Object pointing dataset rows:
________________________

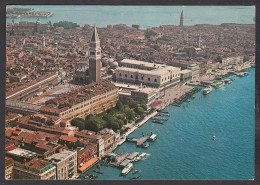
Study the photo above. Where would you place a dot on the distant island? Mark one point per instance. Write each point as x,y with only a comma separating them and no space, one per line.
26,12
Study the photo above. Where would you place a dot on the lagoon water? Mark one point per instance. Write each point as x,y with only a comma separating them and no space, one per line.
146,16
184,148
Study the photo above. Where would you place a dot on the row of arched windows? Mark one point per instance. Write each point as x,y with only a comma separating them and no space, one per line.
149,79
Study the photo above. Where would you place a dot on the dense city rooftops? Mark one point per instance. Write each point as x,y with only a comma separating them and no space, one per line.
61,156
66,101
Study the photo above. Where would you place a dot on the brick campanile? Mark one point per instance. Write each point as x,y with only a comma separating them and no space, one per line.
94,57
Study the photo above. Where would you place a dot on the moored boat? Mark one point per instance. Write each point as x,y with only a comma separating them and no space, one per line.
157,121
219,84
127,169
207,90
136,177
136,171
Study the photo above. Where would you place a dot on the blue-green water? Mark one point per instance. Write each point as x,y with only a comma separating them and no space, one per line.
184,148
146,16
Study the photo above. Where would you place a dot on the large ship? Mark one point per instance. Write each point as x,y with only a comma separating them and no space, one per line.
127,169
207,90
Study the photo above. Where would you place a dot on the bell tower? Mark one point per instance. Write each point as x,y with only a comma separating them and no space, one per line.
94,57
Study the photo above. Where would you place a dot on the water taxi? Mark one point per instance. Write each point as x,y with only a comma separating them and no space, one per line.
219,84
136,171
127,169
207,90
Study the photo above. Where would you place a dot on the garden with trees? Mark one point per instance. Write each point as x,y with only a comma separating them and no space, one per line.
115,118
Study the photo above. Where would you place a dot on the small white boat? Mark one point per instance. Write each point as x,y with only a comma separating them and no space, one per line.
207,90
140,157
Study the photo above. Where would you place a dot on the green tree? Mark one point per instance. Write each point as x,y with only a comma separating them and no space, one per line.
119,105
139,110
130,114
143,105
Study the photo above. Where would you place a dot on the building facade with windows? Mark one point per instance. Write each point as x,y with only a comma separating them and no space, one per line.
35,169
150,74
66,164
94,99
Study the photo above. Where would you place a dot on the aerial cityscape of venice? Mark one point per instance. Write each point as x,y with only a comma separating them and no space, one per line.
130,92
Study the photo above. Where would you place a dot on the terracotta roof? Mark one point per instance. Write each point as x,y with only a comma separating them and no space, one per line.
67,138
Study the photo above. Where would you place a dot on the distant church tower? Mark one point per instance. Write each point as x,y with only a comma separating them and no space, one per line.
181,19
94,57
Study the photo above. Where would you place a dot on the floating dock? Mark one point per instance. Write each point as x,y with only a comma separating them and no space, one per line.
142,140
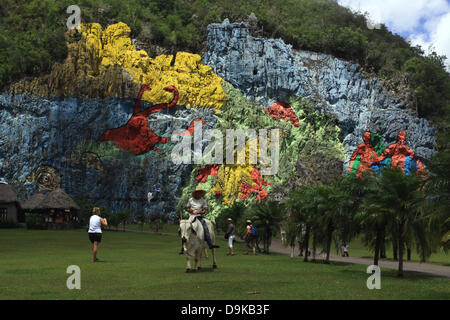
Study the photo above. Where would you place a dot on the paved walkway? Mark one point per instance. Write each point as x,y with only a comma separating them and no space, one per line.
428,268
276,246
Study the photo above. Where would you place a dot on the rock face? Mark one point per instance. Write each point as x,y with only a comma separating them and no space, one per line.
61,134
50,127
270,70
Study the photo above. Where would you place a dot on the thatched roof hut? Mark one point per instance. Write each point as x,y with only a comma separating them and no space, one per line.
58,199
7,193
32,202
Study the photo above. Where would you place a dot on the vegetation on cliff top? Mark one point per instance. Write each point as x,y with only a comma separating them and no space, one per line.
32,39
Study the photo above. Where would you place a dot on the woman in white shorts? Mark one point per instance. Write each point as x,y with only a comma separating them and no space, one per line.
95,231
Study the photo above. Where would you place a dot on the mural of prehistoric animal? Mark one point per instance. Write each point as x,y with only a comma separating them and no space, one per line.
45,177
190,131
247,188
203,173
135,136
373,155
366,153
281,110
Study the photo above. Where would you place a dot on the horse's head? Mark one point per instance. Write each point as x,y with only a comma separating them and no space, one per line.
185,230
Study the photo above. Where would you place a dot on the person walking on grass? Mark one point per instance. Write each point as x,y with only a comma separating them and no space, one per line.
250,237
230,236
95,231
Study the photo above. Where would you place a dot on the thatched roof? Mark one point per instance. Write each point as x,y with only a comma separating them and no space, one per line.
7,193
58,199
32,202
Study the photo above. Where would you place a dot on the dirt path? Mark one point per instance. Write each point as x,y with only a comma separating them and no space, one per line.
276,246
428,268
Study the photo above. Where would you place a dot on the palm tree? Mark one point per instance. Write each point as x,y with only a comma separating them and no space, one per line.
303,208
438,201
372,215
266,216
402,197
333,211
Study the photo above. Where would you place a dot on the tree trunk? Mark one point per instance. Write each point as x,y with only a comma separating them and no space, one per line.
314,246
408,249
395,248
329,238
400,250
383,245
306,242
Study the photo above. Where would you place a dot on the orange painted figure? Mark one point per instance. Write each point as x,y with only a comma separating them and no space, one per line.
203,173
135,136
400,154
367,155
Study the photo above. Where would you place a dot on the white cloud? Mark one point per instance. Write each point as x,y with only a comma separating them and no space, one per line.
423,22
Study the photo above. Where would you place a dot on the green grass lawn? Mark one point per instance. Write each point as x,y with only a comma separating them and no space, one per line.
143,266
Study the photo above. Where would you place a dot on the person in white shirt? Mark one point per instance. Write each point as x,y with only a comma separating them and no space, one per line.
197,206
95,231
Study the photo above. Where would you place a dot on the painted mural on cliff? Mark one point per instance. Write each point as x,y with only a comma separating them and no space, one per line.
103,119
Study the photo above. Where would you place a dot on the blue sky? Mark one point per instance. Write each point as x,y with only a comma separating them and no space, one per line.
422,22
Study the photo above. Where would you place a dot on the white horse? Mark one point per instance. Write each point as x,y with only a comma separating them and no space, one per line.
191,232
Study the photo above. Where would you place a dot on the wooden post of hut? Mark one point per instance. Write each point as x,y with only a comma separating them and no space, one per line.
60,207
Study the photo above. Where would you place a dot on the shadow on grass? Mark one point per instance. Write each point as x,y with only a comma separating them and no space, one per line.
203,270
407,275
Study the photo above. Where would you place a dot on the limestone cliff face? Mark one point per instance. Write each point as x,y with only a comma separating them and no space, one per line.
51,126
105,63
62,134
270,70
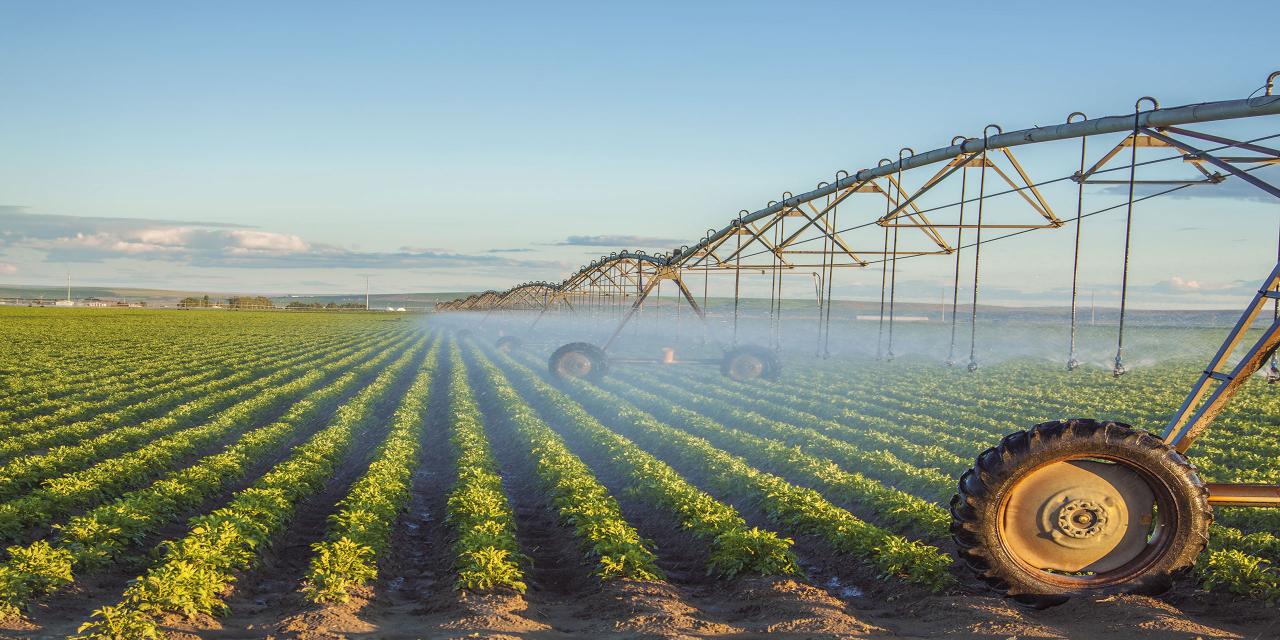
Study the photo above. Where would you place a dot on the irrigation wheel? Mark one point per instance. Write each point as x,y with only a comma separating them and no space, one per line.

________________________

TASK:
Except for the pictures, give all the material above again verbatim.

TASK RESPONSE:
Study the photo above. Where would you place a dot on the distant island? Mark one point per instance. Write each point as x,y with only a comma separating them and no space, one per line.
26,12
Study the photo above. Where would you place a dot on the lagoon water? Mark one point per instance. Write each point as x,y with only a comma separating them and no space, one per line.
146,16
184,148
Study the photo above. Where would you place a dot on the row of arched windows? Mark one point per instance. Write each point as x,y with only a comma separating them and no space, one per line.
149,79
Study the photo above. Where would you place a dot on the dense city rooftops? Mark one point per instance. Write each point as x,y with only a comma separating them and no space, one per line.
61,156
66,101
Study the photo above. Where would you place a dot on the brick campanile? Mark one point per instance. Write each point as x,y with only a comma separating them and no space, one per line.
94,57
Study the photo above. Where would you place a dot on the moored boat? Mark one point per instance. Write each point as x,y with only a comma separating them and no space, one per line.
157,121
219,84
127,169
207,90
136,177
136,171
Study the photo above. Where would you place a dot on the blue-green water? Mark one point per instance. Write each point as x,y with only a comma separating them and no space, one per line.
184,148
146,16
Study the photo above. Where would you place a dot on the large ship? Mark one point per instance. Write each point as x,y with only a comma separating them and no space, one per line.
127,169
207,90
Study the photo above. Where would you place a dot on the bell tower? Mark one point per instance. Write each point as x,y with only a comma separating them and no space, one per line.
94,57
Study the photo above. Where would you place a dot on the water taxi? Mark one point per instance. Write each point as x,y with only a comma separating them and no space, one per line.
219,84
136,171
127,169
207,90
Study the photo above. Where would you place a dot on the garden with trees? Mark one point per instance. Write each point as x,y with only a comma separating them and no space, one per line.
115,118
Study the photo above. Where would you place a dot on the small white boat? Mark one point per instance. Write each point as x,y with only a comma separating them and no space, one per line.
207,90
140,157
Study the photo above. Where would you place a dot on the green tree? Mark one point per instance. Write each point as x,y with only a comma separating them and no space, one per line.
119,105
139,110
130,114
143,105
Study the photo above. Where would you place a dot on the building facade with windows? Mark one point per instance. Write each point as x,y with only a comma separating them and no space, one per line.
35,169
150,74
66,164
94,99
Study the photo above. Where would you place a dot on the aerial cityscape of venice? Mark one point per instance. Write each point as x,y with only a comma separating them and no space, one per line.
130,92
Study the photo above. Where would you place a dot on the terracotta roof? Mark one point per instance. Write each point as x,y with only a comma separating them and no space, one per line.
67,138
Study the photo above. Where would you place a dot on the distant church tower? Mark one point per instance. Write each point as x,y with only a comma separating them and no space, one per line.
181,19
94,57
Study the photo above. Where would you place a dot on the floating dock? Mark one point per instance. Write each point as x,y with only a comma separating them and no space, one per line.
142,140
Study the photo above. Where would you place a dot on the paved walkway? Mark one point per instance. Write each point as x,y with only a comma separating them and no space, one per line.
428,268
276,246
Study the photo above. Where would you place a dot on the rock face? Mark one point per instance. Write each point as x,y with only a comma separating them and no space, one per line.
61,134
50,127
270,70
Study the photo above. Where would you place a dot on the thatched roof hut? Mark one point per instance. Write each point as x,y with only a comma separating them and no space, one per line.
58,199
7,193
32,202
Study the photo above. Where would you place a dot on the vegetation on cliff top? Mark one point per instance. Write each point as x,y with only a comma separating them and no space, one per line.
32,39
Study the photo above. Where would you place a dot on the woman in white shorts? Mark one point per instance. Write each point as x,y with only a comma separating them and no space, one per line.
95,231
Study the photo above. Where would you place a dot on the mural of prehistoric animal? Mark one point per instance. Write each point as x,y with only a comma separating them and no space, one per line.
45,177
190,131
247,188
203,173
135,136
373,155
366,153
281,110
Study the photo above. Where would you place a dot on the horse's head? Mark one point per instance. Write each point as x,y with only a comma separating them and no space, one per line.
185,230
Study the photo above. Where would you place a dot on the person walking on grass? Mark one point per instance. Write each point as x,y with only a comma separating them and no space, one per line.
250,237
230,236
95,231
Study the photo above. Where would you place a dot on the thatched roof? Mark one point per instance. Write each point as x,y with only a comma separating them and no space, one per line.
7,193
58,199
32,202
Study the photo above. Where would you place a dot on the dirt path? Mark one point per instance. Write each point as x,y with only a comma separating them and no space, one per line.
276,246
428,268
Study the photo above. Where would you place a dot on the palm tree? Mark one point per instance. Write each point as x,y with only a comma separating them and no space, one per line.
303,208
438,201
372,215
266,216
402,197
333,211
Study the photo above. Where would you place a dot on the tree trunk? Mark one point per instance. Write each point as x,y with only a comma separating them and no space, one per line.
314,246
408,249
395,248
329,238
400,250
383,245
306,242
Study the photo above. Where would you place a dot on the orange painted figure? Mark one point per instance. Write each point as x,y with only a comma separating them and no space, one per line.
203,173
135,136
400,154
367,155
Study the photo above. Where would you place a dot on the white cloud? Mark one point per instance. Write each point as x,y with only a comma separating them and no space, one per line.
423,22
Study the photo above. Where would you place a dot on the green grass lawn? Mark one point per instance. Write each point as x,y with only a comma separating them and no space, one per line.
143,266
Study the photo above. Where would you place a dot on the person in white shirt? Mark one point per instance. Write each point as x,y with only a comma separating them and no space, one per line.
197,206
95,231
Study the photo above. Where would you place a dot on the painted mural on cliff? Mark one point per instance. Write each point as x,y with only a comma separating them and no space, one per line.
103,119
Study the photo above. Where would you place a dot on the blue sky? Mark one point per instance. Write each point as x,y with only a comma separating them and no space, one per line.
422,22
Study the photo above. Where would you place a dot on the white horse? Mark one point per instance. Write each point as x,y with only a comma separating them and no space, one per line.
191,232
Study the photo above. Where would you place a dot on the wooden post of hut? Mark one point per instance. Write each point as x,y with only a comma separating them and no space, one per line.
60,207
Study the photo above. Where would you place a dot on the shadow on grass? Mark one point per instance. Write each point as x,y with only a comma separating them and no space, one per line.
203,270
407,275
Study the photo above. Where would you place a dot on the limestone cliff face? Mark one point per instance. Write each point as x,y with only a comma separating them and no space, one per line.
51,126
105,63
62,134
270,70
Study the photo above. Where would you place a dot on the irrigation wheel? Mark one point per instance. Write each point as x,y with only a comma separating them and no space, one per line.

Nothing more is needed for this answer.